EXERCISE
Answer these questions about the blog post.
(a) According to the post, what does the poem in the video say Jesus came to do?
(b) Which character does the writer wish to be like, and from what?
(c) What name did the writer read on the church sign?

Thursday, January 12, 2012

Jesus>religion

So there's this poem that this guy wrote and made a video of on youtube. It talks of how Jesus actually came to abolish religion and it just seperates us from are fellow worshippers of God. It has really opened my eyes. One of my friends was talking about how this one person who is like a sibling to me went to this party where some of the poeple were the most sinful people i ever knew and i was worried but i knew that i couldnt stop him from going. I heard that every other word that came out of his mouth was a cuss word. It made me recall the moments when he would be talking about poeple and would say "and other names that i can't say".
i would always counter this remark by asking him if they words he CAN'T say oor SHOULDN'T say. and he would always respond shouldn't. i know i have my flaws. im fighting my own demons. bad habits. sins. its a continuous battle that a lot of the time unfortuantely i just give in to. I wish i was just like Jamie on A Walk to Remember. She never cared what people think. She only thought of what God may have thought of her. Just enjoying life. But back to the religion. It's a funny story actually, when i was little, i didn't know what denomination i was. I didn't even know what a denomination! as i grew older i just assumed we were baptist. it was the most popular one i knew (the only one i knew). And then, when i was about 10 years old, i looked up at our church sign and read Short Mountain Methodist. But the thing is, it didnt change anything. a denomination is just a label. A boundary pretty much. But we are all worshipping the same God and reading from the Bible! so what went wrong? Interpretation. Point of View. it seperated us because people started pointing fingers saying "You're wrong!" "No you're wrong!" Where will it end? some churches even go so far as to not even letting single mothers, teen moms, those addicted to drugs into our church so it won't look bad. But that's why we have the church! this is from the video, "It's not a museum for good people, it's a hospital for the broken." This statement could not be more true. It makes me question that if I even want to be part of my denomination but i love my church and the people around me and it's awesome. But im not going to worry about it now. It's a little bit harder than i thought it would be trying to Learn How to Breathe.

MATERIAL SHOWN
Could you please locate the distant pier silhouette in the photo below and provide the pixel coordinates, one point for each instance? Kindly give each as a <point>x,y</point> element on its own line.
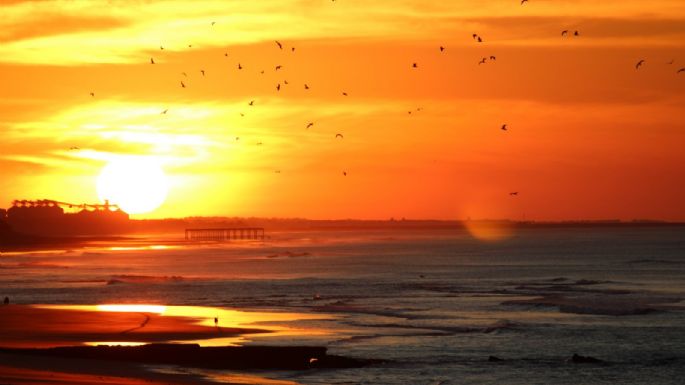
<point>225,234</point>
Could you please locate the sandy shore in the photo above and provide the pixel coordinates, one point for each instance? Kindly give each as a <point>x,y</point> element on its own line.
<point>27,326</point>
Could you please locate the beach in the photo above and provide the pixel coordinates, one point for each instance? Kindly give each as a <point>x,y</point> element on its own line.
<point>416,306</point>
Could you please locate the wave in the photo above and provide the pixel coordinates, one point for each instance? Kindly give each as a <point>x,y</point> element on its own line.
<point>120,279</point>
<point>599,305</point>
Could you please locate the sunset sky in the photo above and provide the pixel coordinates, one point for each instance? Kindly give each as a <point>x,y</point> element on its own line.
<point>589,136</point>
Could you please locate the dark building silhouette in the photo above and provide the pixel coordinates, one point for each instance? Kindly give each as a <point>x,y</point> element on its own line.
<point>48,218</point>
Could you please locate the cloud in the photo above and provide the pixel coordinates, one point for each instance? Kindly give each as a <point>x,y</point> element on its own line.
<point>69,33</point>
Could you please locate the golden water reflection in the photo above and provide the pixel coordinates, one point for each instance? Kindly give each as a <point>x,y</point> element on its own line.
<point>214,321</point>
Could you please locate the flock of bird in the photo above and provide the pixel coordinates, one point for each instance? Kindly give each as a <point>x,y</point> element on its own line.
<point>476,37</point>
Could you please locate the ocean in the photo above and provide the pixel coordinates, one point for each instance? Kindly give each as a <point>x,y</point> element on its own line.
<point>440,306</point>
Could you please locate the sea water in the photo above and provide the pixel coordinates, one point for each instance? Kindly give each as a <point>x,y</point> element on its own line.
<point>434,304</point>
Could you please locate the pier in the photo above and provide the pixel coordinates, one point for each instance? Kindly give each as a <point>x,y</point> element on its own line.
<point>225,234</point>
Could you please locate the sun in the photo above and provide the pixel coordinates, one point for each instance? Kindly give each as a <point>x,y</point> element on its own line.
<point>137,185</point>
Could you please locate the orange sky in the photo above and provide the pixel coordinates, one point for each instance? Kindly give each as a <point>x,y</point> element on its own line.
<point>589,136</point>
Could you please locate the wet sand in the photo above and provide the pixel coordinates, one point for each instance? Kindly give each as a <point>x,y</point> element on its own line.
<point>31,327</point>
<point>28,326</point>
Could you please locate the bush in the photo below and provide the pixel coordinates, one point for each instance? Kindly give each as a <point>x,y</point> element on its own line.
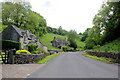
<point>32,47</point>
<point>23,51</point>
<point>40,50</point>
<point>8,44</point>
<point>64,48</point>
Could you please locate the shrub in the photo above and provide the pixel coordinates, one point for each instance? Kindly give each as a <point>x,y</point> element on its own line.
<point>23,51</point>
<point>8,44</point>
<point>40,50</point>
<point>32,47</point>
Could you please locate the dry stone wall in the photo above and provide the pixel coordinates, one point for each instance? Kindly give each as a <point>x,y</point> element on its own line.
<point>28,58</point>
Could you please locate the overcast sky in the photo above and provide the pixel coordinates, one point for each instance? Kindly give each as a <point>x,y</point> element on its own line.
<point>70,14</point>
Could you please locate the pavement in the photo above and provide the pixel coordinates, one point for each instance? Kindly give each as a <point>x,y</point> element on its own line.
<point>75,65</point>
<point>18,70</point>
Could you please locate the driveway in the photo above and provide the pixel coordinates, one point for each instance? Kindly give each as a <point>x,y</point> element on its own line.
<point>75,65</point>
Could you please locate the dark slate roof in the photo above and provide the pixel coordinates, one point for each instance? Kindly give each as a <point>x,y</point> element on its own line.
<point>21,32</point>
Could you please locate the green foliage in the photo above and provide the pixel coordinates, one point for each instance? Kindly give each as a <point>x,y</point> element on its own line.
<point>73,44</point>
<point>23,51</point>
<point>106,60</point>
<point>47,58</point>
<point>58,31</point>
<point>40,50</point>
<point>8,44</point>
<point>85,34</point>
<point>32,47</point>
<point>23,17</point>
<point>106,25</point>
<point>64,48</point>
<point>113,46</point>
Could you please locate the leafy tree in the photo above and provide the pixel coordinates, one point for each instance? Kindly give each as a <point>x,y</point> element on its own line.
<point>85,34</point>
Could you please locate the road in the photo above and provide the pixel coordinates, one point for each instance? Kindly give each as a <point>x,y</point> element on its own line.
<point>75,65</point>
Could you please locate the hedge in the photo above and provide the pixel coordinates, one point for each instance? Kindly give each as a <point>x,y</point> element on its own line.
<point>8,44</point>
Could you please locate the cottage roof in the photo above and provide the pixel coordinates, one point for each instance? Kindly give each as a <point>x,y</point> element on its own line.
<point>30,36</point>
<point>21,32</point>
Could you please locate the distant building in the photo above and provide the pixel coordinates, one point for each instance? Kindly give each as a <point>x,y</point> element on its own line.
<point>59,42</point>
<point>23,36</point>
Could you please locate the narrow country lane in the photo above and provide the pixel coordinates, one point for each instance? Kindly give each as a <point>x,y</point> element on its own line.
<point>75,65</point>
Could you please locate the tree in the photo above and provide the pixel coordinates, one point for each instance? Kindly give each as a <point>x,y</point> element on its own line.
<point>85,34</point>
<point>72,36</point>
<point>23,17</point>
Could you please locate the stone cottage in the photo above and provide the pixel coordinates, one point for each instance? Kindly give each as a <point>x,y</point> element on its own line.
<point>23,36</point>
<point>59,42</point>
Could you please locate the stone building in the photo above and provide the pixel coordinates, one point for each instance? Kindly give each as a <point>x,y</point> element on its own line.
<point>59,42</point>
<point>23,36</point>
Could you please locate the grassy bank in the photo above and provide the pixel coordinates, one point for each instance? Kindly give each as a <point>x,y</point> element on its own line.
<point>106,60</point>
<point>47,38</point>
<point>47,58</point>
<point>113,46</point>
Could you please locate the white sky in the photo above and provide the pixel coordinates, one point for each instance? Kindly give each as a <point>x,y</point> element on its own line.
<point>70,14</point>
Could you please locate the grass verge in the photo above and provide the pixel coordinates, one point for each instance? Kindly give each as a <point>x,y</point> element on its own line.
<point>47,58</point>
<point>103,59</point>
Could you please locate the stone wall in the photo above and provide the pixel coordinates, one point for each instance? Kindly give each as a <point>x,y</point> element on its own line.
<point>28,58</point>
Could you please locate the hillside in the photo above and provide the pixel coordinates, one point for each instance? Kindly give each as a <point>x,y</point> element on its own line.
<point>113,46</point>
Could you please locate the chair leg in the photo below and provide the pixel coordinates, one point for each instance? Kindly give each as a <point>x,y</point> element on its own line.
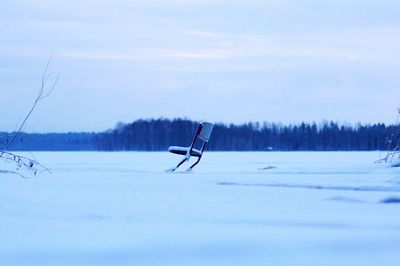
<point>179,164</point>
<point>193,165</point>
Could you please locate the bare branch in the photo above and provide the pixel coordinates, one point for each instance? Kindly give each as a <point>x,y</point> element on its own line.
<point>31,165</point>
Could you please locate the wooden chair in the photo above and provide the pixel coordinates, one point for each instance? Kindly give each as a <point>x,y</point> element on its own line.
<point>203,133</point>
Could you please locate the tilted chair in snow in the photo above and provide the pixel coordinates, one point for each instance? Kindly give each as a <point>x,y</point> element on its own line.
<point>203,133</point>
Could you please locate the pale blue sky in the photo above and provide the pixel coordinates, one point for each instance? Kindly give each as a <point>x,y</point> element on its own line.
<point>230,61</point>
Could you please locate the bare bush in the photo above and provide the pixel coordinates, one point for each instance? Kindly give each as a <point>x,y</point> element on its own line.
<point>22,163</point>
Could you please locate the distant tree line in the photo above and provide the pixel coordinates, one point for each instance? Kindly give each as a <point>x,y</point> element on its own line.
<point>159,134</point>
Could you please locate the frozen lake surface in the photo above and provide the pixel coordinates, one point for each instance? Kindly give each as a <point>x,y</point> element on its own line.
<point>277,208</point>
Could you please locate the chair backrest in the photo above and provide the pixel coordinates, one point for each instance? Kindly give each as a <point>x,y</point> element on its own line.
<point>206,129</point>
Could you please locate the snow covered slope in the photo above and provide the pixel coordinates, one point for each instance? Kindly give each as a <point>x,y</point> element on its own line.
<point>267,208</point>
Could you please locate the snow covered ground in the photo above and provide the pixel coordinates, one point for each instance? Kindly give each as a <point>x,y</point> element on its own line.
<point>271,208</point>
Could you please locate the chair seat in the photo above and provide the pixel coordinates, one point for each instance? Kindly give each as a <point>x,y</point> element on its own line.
<point>183,151</point>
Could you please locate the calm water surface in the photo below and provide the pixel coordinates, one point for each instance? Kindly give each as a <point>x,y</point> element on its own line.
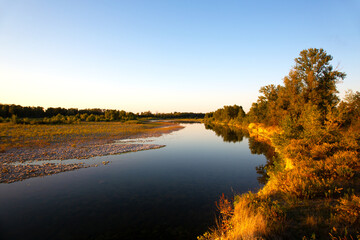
<point>167,193</point>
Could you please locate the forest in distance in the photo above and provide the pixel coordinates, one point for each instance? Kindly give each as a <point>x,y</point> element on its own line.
<point>312,189</point>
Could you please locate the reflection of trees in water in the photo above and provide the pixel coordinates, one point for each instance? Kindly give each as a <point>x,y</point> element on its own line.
<point>231,134</point>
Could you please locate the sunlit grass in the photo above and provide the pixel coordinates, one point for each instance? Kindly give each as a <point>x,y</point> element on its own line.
<point>18,135</point>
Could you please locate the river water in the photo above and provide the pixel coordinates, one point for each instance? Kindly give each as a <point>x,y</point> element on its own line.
<point>167,193</point>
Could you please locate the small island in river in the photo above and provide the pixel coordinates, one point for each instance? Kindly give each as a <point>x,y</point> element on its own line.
<point>27,150</point>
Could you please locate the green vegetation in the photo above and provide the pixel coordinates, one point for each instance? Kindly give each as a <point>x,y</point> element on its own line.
<point>313,188</point>
<point>17,114</point>
<point>22,135</point>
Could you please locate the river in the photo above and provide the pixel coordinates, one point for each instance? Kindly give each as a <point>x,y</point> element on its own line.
<point>167,193</point>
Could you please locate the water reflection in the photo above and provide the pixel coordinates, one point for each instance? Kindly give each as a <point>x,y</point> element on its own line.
<point>168,193</point>
<point>232,134</point>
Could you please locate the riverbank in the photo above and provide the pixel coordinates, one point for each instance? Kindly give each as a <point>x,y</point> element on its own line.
<point>22,146</point>
<point>311,193</point>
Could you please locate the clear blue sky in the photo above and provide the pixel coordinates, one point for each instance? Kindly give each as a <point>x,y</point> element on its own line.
<point>165,56</point>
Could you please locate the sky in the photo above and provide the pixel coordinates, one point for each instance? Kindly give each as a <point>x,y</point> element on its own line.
<point>165,56</point>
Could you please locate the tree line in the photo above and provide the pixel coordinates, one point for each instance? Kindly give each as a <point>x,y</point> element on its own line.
<point>38,115</point>
<point>308,90</point>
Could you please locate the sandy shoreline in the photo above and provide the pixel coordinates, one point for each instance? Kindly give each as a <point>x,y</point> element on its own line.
<point>18,163</point>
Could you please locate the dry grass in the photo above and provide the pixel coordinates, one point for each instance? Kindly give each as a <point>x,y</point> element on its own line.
<point>247,222</point>
<point>17,135</point>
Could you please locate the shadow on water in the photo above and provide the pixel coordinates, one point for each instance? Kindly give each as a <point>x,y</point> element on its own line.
<point>232,134</point>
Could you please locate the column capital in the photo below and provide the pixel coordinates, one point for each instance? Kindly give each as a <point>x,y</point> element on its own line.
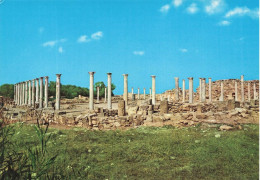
<point>91,73</point>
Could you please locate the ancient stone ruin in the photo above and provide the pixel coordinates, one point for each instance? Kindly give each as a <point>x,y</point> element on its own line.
<point>230,102</point>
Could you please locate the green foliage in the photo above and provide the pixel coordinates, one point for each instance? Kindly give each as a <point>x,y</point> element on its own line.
<point>150,153</point>
<point>7,90</point>
<point>29,161</point>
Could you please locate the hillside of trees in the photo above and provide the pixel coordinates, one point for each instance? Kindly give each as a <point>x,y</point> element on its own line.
<point>67,91</point>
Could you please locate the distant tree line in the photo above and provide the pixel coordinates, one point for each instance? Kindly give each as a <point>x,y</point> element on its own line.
<point>67,91</point>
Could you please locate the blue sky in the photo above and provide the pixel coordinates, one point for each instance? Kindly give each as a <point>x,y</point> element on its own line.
<point>179,38</point>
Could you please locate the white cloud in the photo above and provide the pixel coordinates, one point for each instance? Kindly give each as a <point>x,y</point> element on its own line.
<point>53,43</point>
<point>183,50</point>
<point>83,38</point>
<point>165,8</point>
<point>215,6</point>
<point>60,50</point>
<point>224,23</point>
<point>41,29</point>
<point>177,3</point>
<point>97,35</point>
<point>139,53</point>
<point>49,43</point>
<point>192,9</point>
<point>242,11</point>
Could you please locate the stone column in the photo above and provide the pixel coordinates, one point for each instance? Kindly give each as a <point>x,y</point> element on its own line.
<point>109,91</point>
<point>91,90</point>
<point>23,96</point>
<point>249,93</point>
<point>153,89</point>
<point>242,89</point>
<point>121,108</point>
<point>210,91</point>
<point>254,91</point>
<point>236,94</point>
<point>14,93</point>
<point>163,107</point>
<point>41,93</point>
<point>183,90</point>
<point>200,97</point>
<point>176,89</point>
<point>37,90</point>
<point>133,96</point>
<point>57,92</point>
<point>203,89</point>
<point>18,94</point>
<point>30,93</point>
<point>97,94</point>
<point>26,93</point>
<point>33,93</point>
<point>221,98</point>
<point>125,96</point>
<point>105,95</point>
<point>190,89</point>
<point>46,95</point>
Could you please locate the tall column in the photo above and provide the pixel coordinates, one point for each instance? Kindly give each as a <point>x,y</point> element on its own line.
<point>254,91</point>
<point>30,93</point>
<point>109,91</point>
<point>41,93</point>
<point>242,89</point>
<point>97,94</point>
<point>37,90</point>
<point>200,97</point>
<point>203,89</point>
<point>210,90</point>
<point>105,95</point>
<point>249,93</point>
<point>58,91</point>
<point>125,96</point>
<point>236,94</point>
<point>183,90</point>
<point>46,95</point>
<point>14,93</point>
<point>190,89</point>
<point>91,90</point>
<point>18,94</point>
<point>153,89</point>
<point>176,89</point>
<point>26,93</point>
<point>23,101</point>
<point>221,98</point>
<point>33,92</point>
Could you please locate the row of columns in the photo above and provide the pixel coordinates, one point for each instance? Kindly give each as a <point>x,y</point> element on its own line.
<point>26,93</point>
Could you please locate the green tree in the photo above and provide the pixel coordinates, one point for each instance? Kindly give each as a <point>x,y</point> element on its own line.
<point>7,90</point>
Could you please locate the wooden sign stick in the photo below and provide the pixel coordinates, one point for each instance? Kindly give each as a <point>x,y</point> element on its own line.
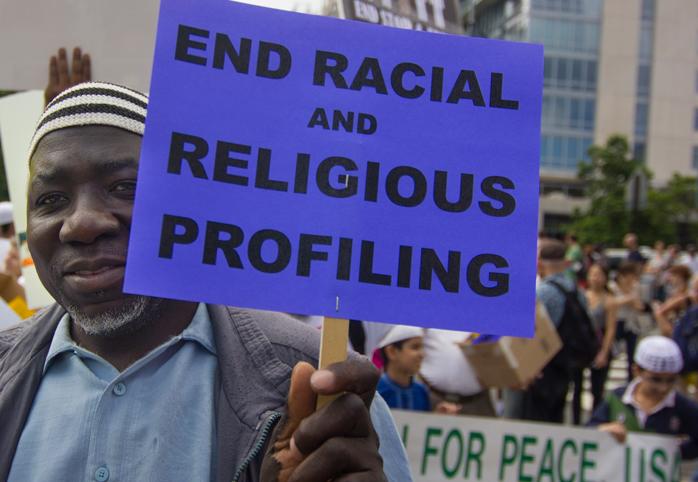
<point>333,348</point>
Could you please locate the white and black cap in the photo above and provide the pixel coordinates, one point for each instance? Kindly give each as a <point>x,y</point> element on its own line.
<point>93,103</point>
<point>659,354</point>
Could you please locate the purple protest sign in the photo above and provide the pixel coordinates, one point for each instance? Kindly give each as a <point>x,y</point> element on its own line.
<point>320,166</point>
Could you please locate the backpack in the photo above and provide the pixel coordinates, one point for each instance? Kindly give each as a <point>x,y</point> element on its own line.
<point>580,340</point>
<point>686,336</point>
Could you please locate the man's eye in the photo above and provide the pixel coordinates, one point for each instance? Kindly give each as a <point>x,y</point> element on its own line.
<point>50,199</point>
<point>128,187</point>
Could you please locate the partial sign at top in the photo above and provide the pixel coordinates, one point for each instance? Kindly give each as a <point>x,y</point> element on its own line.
<point>320,166</point>
<point>430,15</point>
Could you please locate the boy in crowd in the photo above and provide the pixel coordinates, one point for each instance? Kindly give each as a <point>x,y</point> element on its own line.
<point>402,350</point>
<point>650,403</point>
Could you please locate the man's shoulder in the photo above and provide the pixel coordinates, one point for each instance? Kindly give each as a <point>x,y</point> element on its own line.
<point>291,339</point>
<point>20,344</point>
<point>27,330</point>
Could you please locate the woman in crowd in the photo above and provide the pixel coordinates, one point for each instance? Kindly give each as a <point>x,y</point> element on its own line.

EXERCISE RESULT
(a) Abolish religion.
(b) Jamie, from A Walk to Remember.
(c) Short Mountain Methodist.